• Problem
Count the lines in the material below that contain the string "rail", treating uppercase and lowercase as different. Reply with only the number.

::: Task data :::

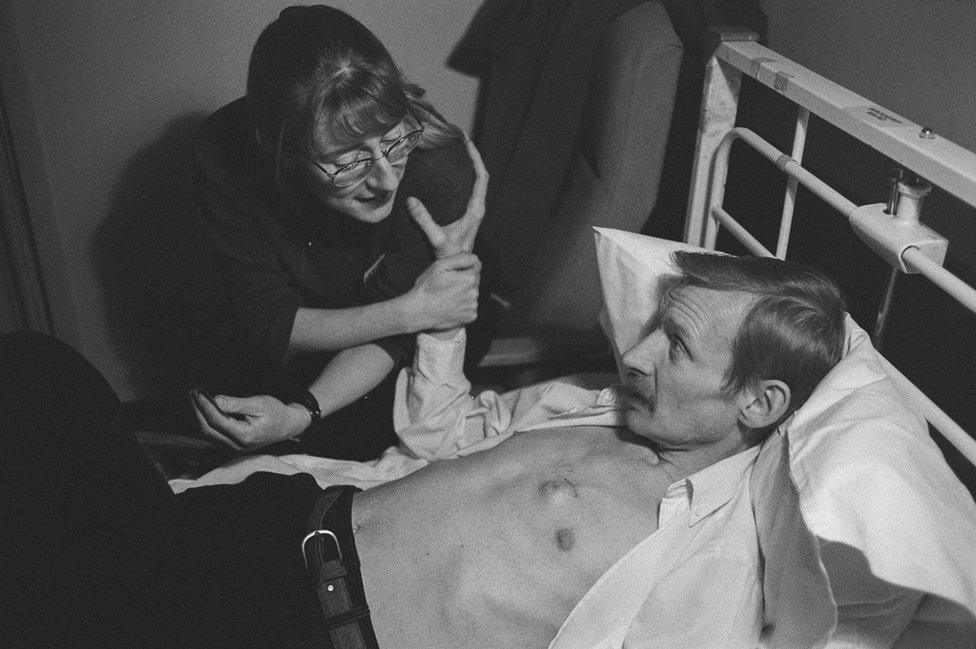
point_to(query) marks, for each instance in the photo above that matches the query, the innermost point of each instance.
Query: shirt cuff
(441, 359)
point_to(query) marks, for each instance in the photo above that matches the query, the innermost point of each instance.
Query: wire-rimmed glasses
(350, 174)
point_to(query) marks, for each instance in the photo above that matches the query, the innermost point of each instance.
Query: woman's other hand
(248, 423)
(458, 236)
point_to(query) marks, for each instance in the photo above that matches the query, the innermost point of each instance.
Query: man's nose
(642, 356)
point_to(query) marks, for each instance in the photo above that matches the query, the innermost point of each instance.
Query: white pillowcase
(857, 512)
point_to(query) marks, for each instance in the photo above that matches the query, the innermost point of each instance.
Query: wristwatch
(307, 400)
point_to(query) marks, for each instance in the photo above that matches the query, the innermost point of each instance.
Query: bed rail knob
(911, 191)
(890, 236)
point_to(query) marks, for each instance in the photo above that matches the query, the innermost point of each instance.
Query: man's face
(676, 374)
(371, 199)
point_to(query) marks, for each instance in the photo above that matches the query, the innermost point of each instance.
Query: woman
(304, 187)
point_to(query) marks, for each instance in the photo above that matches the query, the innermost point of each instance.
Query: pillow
(632, 269)
(863, 526)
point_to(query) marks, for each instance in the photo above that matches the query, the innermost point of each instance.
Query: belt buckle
(318, 534)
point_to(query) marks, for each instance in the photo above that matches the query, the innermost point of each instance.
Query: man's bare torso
(495, 549)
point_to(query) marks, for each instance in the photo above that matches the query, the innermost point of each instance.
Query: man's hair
(794, 330)
(317, 64)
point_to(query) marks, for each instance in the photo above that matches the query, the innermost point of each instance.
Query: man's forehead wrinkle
(701, 312)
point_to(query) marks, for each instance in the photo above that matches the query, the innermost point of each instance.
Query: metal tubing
(958, 289)
(948, 428)
(789, 200)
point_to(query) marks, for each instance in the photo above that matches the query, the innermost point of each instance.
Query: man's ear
(764, 404)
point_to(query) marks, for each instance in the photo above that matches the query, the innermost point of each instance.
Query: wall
(917, 58)
(106, 93)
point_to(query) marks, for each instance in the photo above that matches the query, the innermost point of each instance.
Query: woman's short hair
(794, 330)
(317, 63)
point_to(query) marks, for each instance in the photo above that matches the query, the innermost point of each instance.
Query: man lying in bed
(495, 549)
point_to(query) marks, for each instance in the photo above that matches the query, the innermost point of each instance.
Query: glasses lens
(352, 173)
(402, 147)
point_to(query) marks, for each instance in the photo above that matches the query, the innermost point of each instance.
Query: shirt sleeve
(712, 600)
(433, 412)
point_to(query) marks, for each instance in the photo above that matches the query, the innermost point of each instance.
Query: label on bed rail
(877, 116)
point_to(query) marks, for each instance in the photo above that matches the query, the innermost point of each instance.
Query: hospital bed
(892, 229)
(865, 531)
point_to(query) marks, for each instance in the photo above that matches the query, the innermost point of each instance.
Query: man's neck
(681, 463)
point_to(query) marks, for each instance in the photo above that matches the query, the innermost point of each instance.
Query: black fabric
(96, 550)
(535, 60)
(275, 249)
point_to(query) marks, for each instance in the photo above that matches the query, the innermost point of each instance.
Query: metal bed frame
(891, 229)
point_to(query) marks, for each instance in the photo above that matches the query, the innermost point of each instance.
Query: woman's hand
(248, 423)
(446, 294)
(457, 236)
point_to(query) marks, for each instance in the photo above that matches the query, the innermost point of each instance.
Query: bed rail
(891, 229)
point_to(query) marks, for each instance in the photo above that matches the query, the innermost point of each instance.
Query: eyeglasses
(350, 174)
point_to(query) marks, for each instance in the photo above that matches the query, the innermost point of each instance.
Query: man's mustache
(635, 389)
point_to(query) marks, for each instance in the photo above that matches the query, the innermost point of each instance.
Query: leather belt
(347, 622)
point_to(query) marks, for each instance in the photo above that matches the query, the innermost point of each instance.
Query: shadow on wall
(148, 256)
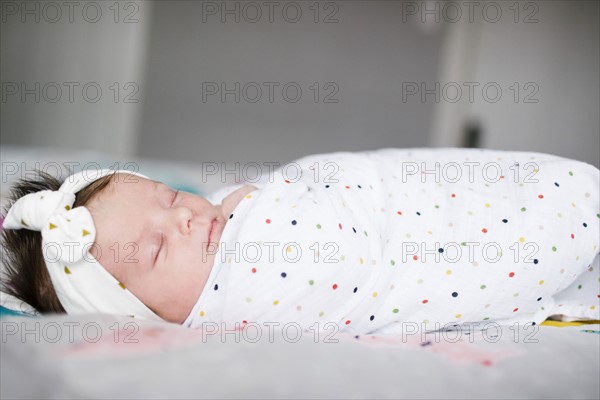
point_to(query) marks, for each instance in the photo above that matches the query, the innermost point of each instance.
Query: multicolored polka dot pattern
(378, 246)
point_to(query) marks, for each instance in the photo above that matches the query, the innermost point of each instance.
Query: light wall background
(373, 49)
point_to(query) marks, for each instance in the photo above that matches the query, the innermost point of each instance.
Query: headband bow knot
(81, 283)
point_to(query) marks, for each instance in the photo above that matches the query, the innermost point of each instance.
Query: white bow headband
(81, 283)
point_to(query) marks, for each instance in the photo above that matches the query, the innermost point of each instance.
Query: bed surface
(167, 360)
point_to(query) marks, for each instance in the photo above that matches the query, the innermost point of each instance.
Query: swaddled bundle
(372, 240)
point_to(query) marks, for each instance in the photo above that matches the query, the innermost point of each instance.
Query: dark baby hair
(25, 273)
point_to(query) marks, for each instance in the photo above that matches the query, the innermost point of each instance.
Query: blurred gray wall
(545, 57)
(360, 58)
(72, 74)
(160, 53)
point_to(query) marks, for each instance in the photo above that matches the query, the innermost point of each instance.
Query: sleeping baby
(367, 241)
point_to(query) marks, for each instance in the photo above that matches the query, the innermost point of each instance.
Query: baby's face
(155, 240)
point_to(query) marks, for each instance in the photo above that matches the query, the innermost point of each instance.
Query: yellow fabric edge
(561, 324)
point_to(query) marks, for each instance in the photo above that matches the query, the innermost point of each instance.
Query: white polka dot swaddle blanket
(373, 240)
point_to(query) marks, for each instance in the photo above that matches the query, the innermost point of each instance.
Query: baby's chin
(233, 199)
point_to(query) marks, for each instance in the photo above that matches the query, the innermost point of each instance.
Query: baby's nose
(184, 218)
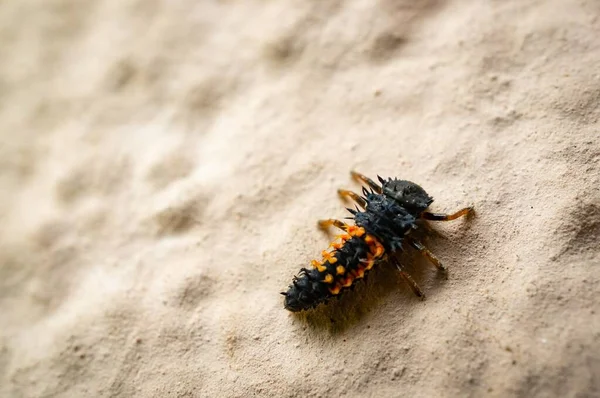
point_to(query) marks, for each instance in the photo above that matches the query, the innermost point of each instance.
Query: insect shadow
(350, 309)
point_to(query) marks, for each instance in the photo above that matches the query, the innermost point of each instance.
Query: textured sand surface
(163, 165)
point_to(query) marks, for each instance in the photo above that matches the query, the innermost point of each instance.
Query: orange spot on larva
(348, 281)
(318, 266)
(360, 273)
(335, 290)
(336, 245)
(328, 256)
(343, 237)
(354, 230)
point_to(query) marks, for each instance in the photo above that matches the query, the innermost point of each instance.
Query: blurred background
(163, 165)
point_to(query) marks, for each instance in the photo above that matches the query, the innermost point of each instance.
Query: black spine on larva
(309, 290)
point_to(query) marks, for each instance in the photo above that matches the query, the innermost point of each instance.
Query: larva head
(407, 194)
(292, 300)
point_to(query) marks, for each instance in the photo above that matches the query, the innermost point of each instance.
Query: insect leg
(355, 197)
(426, 253)
(446, 217)
(336, 223)
(361, 178)
(408, 279)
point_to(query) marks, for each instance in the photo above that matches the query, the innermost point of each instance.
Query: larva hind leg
(361, 178)
(446, 217)
(354, 196)
(324, 224)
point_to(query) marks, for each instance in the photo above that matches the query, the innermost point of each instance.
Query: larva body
(390, 212)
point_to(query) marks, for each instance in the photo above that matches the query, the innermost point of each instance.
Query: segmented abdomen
(354, 254)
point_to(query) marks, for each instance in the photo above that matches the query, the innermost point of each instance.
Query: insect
(390, 212)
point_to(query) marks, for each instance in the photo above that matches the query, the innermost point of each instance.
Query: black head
(292, 300)
(407, 194)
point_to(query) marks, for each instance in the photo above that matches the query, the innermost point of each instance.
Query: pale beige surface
(163, 164)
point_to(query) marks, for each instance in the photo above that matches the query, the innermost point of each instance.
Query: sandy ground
(163, 164)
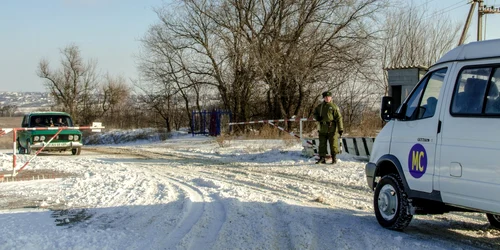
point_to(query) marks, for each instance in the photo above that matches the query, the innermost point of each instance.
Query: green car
(47, 123)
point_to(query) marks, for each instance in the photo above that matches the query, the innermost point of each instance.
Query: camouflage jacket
(329, 117)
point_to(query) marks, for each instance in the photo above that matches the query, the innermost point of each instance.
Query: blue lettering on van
(417, 161)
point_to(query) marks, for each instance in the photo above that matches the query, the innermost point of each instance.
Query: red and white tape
(268, 121)
(4, 131)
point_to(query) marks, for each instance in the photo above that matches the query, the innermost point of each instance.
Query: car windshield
(51, 121)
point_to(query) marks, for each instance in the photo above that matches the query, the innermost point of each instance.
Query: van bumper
(56, 146)
(370, 173)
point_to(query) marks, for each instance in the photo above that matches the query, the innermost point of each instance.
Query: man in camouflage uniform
(327, 114)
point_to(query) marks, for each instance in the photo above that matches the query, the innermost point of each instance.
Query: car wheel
(494, 220)
(20, 149)
(28, 150)
(76, 151)
(391, 203)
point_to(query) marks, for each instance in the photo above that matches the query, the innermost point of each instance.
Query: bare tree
(276, 53)
(414, 37)
(73, 82)
(78, 89)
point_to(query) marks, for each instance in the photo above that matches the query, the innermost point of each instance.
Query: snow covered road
(190, 193)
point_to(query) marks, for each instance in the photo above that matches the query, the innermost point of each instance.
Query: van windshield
(51, 121)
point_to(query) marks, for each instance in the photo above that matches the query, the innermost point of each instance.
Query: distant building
(402, 80)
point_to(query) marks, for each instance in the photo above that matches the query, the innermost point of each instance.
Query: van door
(414, 135)
(469, 173)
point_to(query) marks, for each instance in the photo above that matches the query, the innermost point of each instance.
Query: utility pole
(467, 23)
(481, 11)
(480, 21)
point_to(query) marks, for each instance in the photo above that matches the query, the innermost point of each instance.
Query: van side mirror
(386, 108)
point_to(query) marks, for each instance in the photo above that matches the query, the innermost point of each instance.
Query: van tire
(494, 220)
(76, 151)
(391, 204)
(20, 149)
(28, 148)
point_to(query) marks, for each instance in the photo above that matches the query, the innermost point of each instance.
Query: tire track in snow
(195, 208)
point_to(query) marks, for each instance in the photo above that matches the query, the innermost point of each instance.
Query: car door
(415, 133)
(22, 136)
(470, 170)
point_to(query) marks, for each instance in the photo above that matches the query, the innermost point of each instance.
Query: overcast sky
(108, 31)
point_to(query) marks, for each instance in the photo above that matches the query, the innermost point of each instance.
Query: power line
(447, 9)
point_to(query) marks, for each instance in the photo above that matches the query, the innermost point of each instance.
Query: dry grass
(8, 122)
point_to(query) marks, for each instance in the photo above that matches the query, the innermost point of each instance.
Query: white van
(438, 152)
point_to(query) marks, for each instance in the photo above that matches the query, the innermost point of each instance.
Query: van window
(493, 99)
(470, 92)
(423, 101)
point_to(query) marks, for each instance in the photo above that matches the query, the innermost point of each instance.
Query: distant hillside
(26, 101)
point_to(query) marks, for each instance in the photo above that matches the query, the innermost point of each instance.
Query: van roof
(473, 50)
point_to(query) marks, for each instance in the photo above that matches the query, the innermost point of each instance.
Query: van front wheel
(391, 203)
(494, 220)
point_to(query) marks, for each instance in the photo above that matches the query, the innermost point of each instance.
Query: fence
(209, 122)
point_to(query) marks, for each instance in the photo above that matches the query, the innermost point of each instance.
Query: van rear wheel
(391, 203)
(28, 148)
(494, 220)
(76, 151)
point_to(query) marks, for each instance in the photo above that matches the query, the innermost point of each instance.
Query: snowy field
(190, 193)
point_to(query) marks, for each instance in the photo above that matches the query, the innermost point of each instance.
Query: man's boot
(334, 159)
(321, 160)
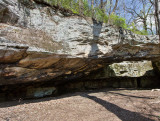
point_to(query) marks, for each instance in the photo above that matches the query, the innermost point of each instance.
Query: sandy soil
(100, 105)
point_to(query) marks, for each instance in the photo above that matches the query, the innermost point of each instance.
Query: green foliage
(97, 13)
(118, 21)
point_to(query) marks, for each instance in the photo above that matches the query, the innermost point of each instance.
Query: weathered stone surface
(124, 69)
(44, 44)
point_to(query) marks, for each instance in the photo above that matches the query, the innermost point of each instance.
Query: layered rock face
(39, 43)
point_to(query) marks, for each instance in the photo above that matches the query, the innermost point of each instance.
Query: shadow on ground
(123, 114)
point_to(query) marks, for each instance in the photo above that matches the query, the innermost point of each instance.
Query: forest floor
(99, 105)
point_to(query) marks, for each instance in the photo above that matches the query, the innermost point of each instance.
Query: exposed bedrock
(39, 43)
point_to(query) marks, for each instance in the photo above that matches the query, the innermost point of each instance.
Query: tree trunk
(80, 6)
(114, 9)
(92, 5)
(157, 12)
(145, 24)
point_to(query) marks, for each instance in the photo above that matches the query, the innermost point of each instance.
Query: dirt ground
(99, 105)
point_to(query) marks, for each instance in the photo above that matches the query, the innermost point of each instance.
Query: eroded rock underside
(56, 49)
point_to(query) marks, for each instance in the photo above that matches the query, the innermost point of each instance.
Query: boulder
(40, 43)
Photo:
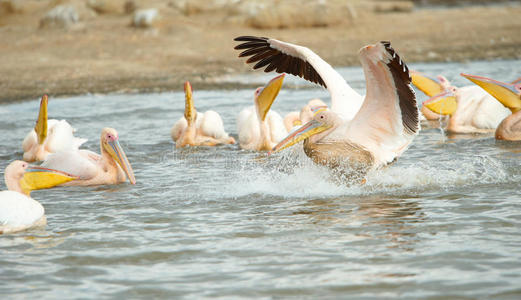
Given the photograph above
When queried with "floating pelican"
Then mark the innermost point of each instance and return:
(93, 169)
(470, 109)
(295, 119)
(18, 211)
(292, 120)
(49, 136)
(198, 129)
(509, 94)
(351, 134)
(260, 128)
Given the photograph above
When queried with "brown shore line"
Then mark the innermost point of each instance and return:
(105, 54)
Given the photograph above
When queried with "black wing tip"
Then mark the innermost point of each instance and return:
(408, 103)
(249, 38)
(271, 59)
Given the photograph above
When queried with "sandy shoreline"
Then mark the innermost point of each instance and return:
(105, 54)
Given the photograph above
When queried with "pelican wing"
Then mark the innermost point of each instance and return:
(18, 211)
(283, 57)
(388, 119)
(82, 163)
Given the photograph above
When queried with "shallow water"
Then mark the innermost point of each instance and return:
(443, 221)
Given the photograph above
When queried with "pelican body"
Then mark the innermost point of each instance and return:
(470, 109)
(198, 129)
(358, 133)
(260, 128)
(18, 211)
(109, 167)
(49, 136)
(509, 95)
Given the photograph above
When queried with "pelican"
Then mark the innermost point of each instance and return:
(260, 128)
(292, 120)
(49, 136)
(198, 129)
(470, 109)
(509, 94)
(370, 132)
(94, 169)
(295, 119)
(18, 211)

:::

• Exercise response
3